Rewrite these lines with each "component" swapped for "tool" and everything else left unchanged. Omit the pictures from what you return.

Excerpts of pointing data:
****************************************

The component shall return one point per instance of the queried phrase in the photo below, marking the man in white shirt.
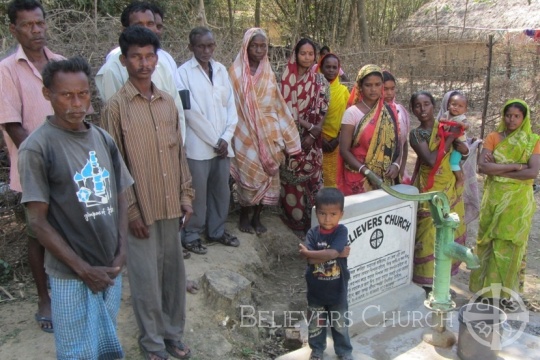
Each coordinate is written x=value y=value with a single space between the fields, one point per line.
x=113 y=75
x=210 y=125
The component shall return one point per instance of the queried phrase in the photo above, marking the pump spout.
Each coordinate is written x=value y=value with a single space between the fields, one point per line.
x=462 y=253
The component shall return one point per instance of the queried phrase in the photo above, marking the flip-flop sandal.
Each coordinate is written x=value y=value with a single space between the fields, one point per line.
x=192 y=287
x=42 y=321
x=148 y=354
x=171 y=346
x=196 y=247
x=226 y=239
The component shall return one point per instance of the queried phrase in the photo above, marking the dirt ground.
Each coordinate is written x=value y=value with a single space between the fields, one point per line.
x=269 y=262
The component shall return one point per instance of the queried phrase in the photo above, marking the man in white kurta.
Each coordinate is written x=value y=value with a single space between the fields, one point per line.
x=210 y=125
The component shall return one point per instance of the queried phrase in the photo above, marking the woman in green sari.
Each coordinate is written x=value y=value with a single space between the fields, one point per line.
x=511 y=159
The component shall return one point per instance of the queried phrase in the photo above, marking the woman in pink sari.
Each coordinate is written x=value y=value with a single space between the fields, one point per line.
x=307 y=95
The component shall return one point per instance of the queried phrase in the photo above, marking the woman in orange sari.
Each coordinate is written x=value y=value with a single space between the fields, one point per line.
x=307 y=96
x=265 y=131
x=369 y=136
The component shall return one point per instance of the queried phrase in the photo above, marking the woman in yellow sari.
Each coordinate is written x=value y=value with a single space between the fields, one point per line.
x=433 y=168
x=329 y=66
x=369 y=136
x=511 y=159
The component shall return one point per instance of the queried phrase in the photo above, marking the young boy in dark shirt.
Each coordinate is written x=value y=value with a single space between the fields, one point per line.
x=327 y=276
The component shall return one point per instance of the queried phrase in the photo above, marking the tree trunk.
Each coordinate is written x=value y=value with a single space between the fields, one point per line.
x=257 y=13
x=352 y=25
x=297 y=23
x=363 y=24
x=231 y=18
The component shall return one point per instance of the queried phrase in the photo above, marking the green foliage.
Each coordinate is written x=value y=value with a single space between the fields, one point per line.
x=104 y=7
x=6 y=272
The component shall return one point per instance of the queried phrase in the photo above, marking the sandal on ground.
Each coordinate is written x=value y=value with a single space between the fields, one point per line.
x=192 y=287
x=162 y=355
x=173 y=346
x=45 y=323
x=196 y=247
x=226 y=239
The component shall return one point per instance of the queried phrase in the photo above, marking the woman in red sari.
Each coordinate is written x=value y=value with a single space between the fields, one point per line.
x=369 y=136
x=307 y=97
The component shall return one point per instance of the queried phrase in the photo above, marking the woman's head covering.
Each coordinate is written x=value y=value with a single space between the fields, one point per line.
x=366 y=70
x=302 y=93
x=525 y=125
x=321 y=60
x=243 y=54
x=444 y=103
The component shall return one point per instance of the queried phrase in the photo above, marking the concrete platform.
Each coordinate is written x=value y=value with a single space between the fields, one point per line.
x=399 y=336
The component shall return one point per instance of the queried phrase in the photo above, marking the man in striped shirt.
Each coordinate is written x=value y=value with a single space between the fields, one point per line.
x=143 y=120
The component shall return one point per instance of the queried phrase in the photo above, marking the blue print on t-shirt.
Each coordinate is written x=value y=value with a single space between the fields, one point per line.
x=93 y=183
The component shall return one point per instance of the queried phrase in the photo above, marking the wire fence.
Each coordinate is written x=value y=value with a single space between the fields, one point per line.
x=436 y=67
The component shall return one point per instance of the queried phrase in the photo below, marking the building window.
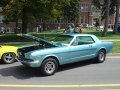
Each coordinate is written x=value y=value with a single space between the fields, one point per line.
x=1 y=19
x=84 y=19
x=84 y=7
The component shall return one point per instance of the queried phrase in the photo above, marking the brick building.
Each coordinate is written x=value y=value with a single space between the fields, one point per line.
x=89 y=14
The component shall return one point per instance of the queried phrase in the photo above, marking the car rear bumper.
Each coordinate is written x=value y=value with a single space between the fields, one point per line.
x=29 y=62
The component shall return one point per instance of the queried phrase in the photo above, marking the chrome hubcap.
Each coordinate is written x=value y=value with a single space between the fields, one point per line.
x=50 y=67
x=101 y=56
x=8 y=57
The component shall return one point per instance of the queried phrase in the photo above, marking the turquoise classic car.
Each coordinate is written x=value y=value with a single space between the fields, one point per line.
x=67 y=48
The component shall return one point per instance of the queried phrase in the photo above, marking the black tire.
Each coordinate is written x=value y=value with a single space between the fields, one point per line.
x=101 y=56
x=8 y=58
x=49 y=66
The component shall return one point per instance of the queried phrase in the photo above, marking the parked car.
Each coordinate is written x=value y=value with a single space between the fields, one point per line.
x=8 y=53
x=67 y=48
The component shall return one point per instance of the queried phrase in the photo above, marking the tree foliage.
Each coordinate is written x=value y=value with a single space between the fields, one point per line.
x=114 y=8
x=31 y=11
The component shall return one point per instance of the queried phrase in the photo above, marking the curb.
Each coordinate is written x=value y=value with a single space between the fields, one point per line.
x=113 y=54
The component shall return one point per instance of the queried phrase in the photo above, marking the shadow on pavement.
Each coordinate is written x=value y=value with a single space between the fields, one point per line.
x=21 y=72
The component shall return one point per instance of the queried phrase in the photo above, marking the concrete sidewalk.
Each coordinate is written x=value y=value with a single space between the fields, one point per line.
x=112 y=40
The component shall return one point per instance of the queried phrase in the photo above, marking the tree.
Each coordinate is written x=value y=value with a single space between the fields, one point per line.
x=117 y=15
x=107 y=6
x=71 y=11
x=114 y=8
x=33 y=10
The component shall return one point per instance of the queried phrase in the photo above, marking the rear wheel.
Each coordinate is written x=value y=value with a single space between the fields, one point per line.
x=8 y=58
x=49 y=66
x=101 y=56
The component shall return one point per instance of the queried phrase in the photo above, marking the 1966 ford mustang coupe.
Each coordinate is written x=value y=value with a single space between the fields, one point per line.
x=67 y=48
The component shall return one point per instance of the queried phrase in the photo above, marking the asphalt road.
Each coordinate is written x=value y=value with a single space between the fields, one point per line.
x=83 y=75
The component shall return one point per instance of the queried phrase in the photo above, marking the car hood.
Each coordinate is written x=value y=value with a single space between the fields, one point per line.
x=40 y=40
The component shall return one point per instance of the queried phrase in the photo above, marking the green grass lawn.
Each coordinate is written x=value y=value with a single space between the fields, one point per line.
x=50 y=35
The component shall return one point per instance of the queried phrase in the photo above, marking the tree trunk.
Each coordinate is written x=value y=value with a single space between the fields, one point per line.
x=24 y=21
x=16 y=26
x=117 y=16
x=106 y=18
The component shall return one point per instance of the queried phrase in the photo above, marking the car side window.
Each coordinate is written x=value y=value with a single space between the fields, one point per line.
x=82 y=40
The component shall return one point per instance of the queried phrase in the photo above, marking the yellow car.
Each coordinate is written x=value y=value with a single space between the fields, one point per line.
x=8 y=53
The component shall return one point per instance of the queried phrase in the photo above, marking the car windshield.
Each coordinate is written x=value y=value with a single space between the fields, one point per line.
x=63 y=39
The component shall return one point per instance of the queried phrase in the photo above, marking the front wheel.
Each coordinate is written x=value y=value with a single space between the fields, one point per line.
x=101 y=56
x=49 y=66
x=8 y=58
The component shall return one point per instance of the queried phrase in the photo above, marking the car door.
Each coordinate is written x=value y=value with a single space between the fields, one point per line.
x=82 y=48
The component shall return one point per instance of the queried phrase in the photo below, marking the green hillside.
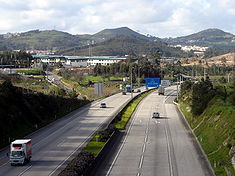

****************************************

#### Result of this task
The tool shall return one point per instance of the queried phrase in the photo below, marking the man in white shirt.
Each coordinate is written x=value y=value with a single space between the fields, one point per line.
x=113 y=75
x=210 y=125
The tool shall return one point per instance of the queried phrase in the photo above, marking the pump spout.
Each coordinate is written x=value y=value with a single space between the fields, one point per line.
x=462 y=253
The tool shall return one point per instance of the queried phrase in the photo above, marking the flip-flop sandal.
Each coordinate is written x=value y=value with a single space between the fields, one point per line.
x=192 y=287
x=42 y=321
x=148 y=354
x=171 y=346
x=196 y=247
x=226 y=239
The tool shall return one point per instance of the queried phrase in the photo above, marking the dirt ground.
Each coordinate is written x=value y=value with a single space between the fields, one point per line.
x=269 y=262
The tool shall return one point per instance of the queried phrase in the photo above, marking the man in white kurta.
Each coordinate is written x=value y=value with a single space between the fields, one point per line.
x=210 y=125
The tool shall return one point per instance of the queried phrase in the photo above, marking the woman in green sari.
Each coordinate is written x=value y=value with a single space between the fields, one point per line.
x=511 y=159
The tool shall return one point per instance of the queried phrase in the photo above, marking the woman in pink sari.
Each coordinate is written x=value y=value with a single space between the fields, one point per line.
x=307 y=95
The tool shall return one point per instance of the queried phrase in the photo above, marking the woman in orange sari.
Each coordinate is written x=value y=value with a single space between the fields, one point per line.
x=307 y=96
x=265 y=131
x=369 y=136
The tool shall return one point per instance of the queried phrase in the photo above, marking the woman in yellow sari.
Each coordinate is written x=value y=value with a single space between the fields, one point per line.
x=433 y=168
x=329 y=66
x=369 y=136
x=511 y=159
The tool shall return one point per instance of the queried phrase in the photo above, marking the young boy in dark shirt.
Each coordinate is written x=value y=value with a single space between the fields, one point per line.
x=327 y=276
The tool shall return one point per instance of the queried phrase in the photo above, marking the tree trunk.
Each coordinate is written x=value y=value with a single space between the fields, one point per line.
x=257 y=13
x=352 y=25
x=297 y=23
x=363 y=24
x=231 y=18
The tool shall return one point per instance of the queried phrase in the photo above, marking the green foliage.
Each coordinate is written x=value y=value with a single space between the fields, one point per line.
x=104 y=7
x=6 y=272
The tool shall return one point per instance of the queried phrase in the photo above, marking the sandal on ground.
Each coordinate is written x=value y=value with a single space between the fields, one point per line.
x=192 y=287
x=162 y=355
x=173 y=346
x=45 y=323
x=196 y=247
x=226 y=239
The tool shall return one point per instance of the queried phrase in the photo above, marking the woman in red sari.
Each coordinate is written x=value y=value with a single space between the fields, one point per line.
x=369 y=136
x=307 y=97
The tool shall return one point per instance of the queried phrase in the photo above, marking the woman's head covering.
Each coordinate is written x=value y=value with a single space between the fields, one point per line.
x=366 y=70
x=302 y=93
x=525 y=125
x=321 y=60
x=243 y=54
x=444 y=103
The tool shall return one point per instance of the queried phrase in the photo above, marking the concrete platform.
Each coordinate is written x=value y=value with a single space between the fields, one point per line.
x=399 y=336
The tool shall return one point per instance of the queried phrase in the photo above, marking the man in striped shirt.
Each coordinate is written x=value y=value with a single space between the fields, one point per line.
x=143 y=120
The tool shall return one point per instance of the queried phrase in the photo above, marking the blue print on t-shirt.
Each coordinate is written x=value y=value with a single space between the fields, one point per line.
x=93 y=183
The tool shall return one point per instance of the queried phrase in the photo above, marking the wire fence.
Each coordinate is written x=value y=value with a single space between the fields, one point per line.
x=436 y=67
The tool shall return one point per instance of the queried phrase in the photo below, marking the building window.
Each coordinate is written x=value y=value with a single space between the fields, one point per line.
x=1 y=19
x=84 y=19
x=84 y=7
The tool shall return one point per instance of the queried phrase in the photo above, marking the brick building.
Each coordinate is written x=value y=value with a single space between the fields, one point per line.
x=89 y=14
The tool shall return one point per instance of the queried phrase in the photo above, marking the car rear bumper.
Each coordinate is written x=value y=value with a single space between the fields, one point per line.
x=29 y=62
The tool shall return one point per instance of the queried phrase in the photo above, marking the chrome hubcap.
Each coordinate is written x=value y=value with a single space between the fields, one point per line.
x=50 y=67
x=101 y=56
x=8 y=57
The tool shall return one point per instance of the queried phrase in the photo above, marking the turquoise classic car.
Each coordinate is written x=value y=value with a single space between the fields, one point per line.
x=67 y=48
The tool shall return one point per instance of the queried phrase in the photo above, marking the black tire.
Each coordinate is written x=value y=value with a single space between the fields, one point per line.
x=101 y=56
x=8 y=58
x=49 y=66
The tool shall return one point per instance of the queried phrase in the photo above, marking the parked car.
Each coordinate is written x=value y=value with a single space between the fields, one point per line.
x=8 y=53
x=67 y=48
The tool shall return one point per instance of the queried phrase in the photo above, marking the tree foliage.
Each coordinate is written x=value y=value with a single space between the fields, one point per line.
x=114 y=8
x=31 y=11
The tool shall return one point per instance of the queried phrase in the photo above, marking the curb.
Each coordinate is written x=value y=value with a single space between the fields, one point per line.
x=113 y=54
The tool shall return one point per instance of the queried phrase in the photo above, marking the shadow on pavement.
Each coordinate is written x=value y=value with a single space between the fields, one point per line.
x=21 y=72
The tool shall return one point per instance of the queried phrase in the photo above, marking the concrete sidewalk.
Each coordinate is written x=value y=value with a single space between the fields, one point per line.
x=112 y=40
The tool shall return one point per instance of the queried phrase in the photo above, marking the tree.
Each coordinate is written x=value y=value with a single space between the fields, one point per line.
x=117 y=15
x=107 y=6
x=71 y=11
x=114 y=8
x=33 y=10
The tool shall return one point per instance of the queried phrase in the photo above, marking the rear wheel.
Each coordinate is written x=value y=value with a single space between the fields, one point per line.
x=8 y=58
x=49 y=66
x=101 y=56
The tool shall return one point per instance of the queried phrase in the photo above, marking the 1966 ford mustang coupe.
Each coordinate is written x=value y=value with a single space between the fields, one point per line.
x=67 y=48
The tool shall return one point per instance of the queried phrase in the photo above, marking the asphalt road.
Each coordinate is written x=value y=value with a single space between the fields, one point per line.
x=83 y=75
The tool shall return one point per instance of the queried phrase in the photo above, marking the car hood.
Each coordinate is written x=value y=value with a single space between the fields, one point per line.
x=40 y=40
The tool shall return one point per instance of the queried phrase in the photo above, marking the green grass lawn.
Each coordinate is written x=value y=value with a single space between the fields, one point per line.
x=50 y=35
The tool shall return one point per instance of the queried phrase in the photo above, marking the tree trunk.
Each coordinate is written x=value y=value with a single space between the fields, one point per line.
x=24 y=21
x=16 y=26
x=117 y=16
x=106 y=18
The tool shall return one point per instance of the queried phrase in the photo above, marking the car side window.
Each coordinate is written x=value y=value with a single space between the fields, one point per line.
x=82 y=40
The tool shall return one point per instance of the queried phrase in the photo above, marking the yellow car.
Each coordinate is written x=value y=value with a single space between the fields, one point per line.
x=8 y=53
The tool shall return one point per instance of the queried phrase in the photo above, marking the car windshield.
Each coordinate is written x=value y=value with a single space between the fields, one point per line.
x=63 y=39
The tool shall return one point per instance of the queried phrase in the photo above, marking the front wheel.
Each coordinate is written x=value y=value with a single space between the fields, one point per line.
x=101 y=56
x=49 y=66
x=8 y=58
The tool shall return one point per instance of the queried phrase in the photo above, marking the car door.
Each coordinate is written x=value y=value with a single space between the fields, one point per line.
x=82 y=48
The tool shall return one point per instance of the queried phrase in the photo below, marking the green hillside.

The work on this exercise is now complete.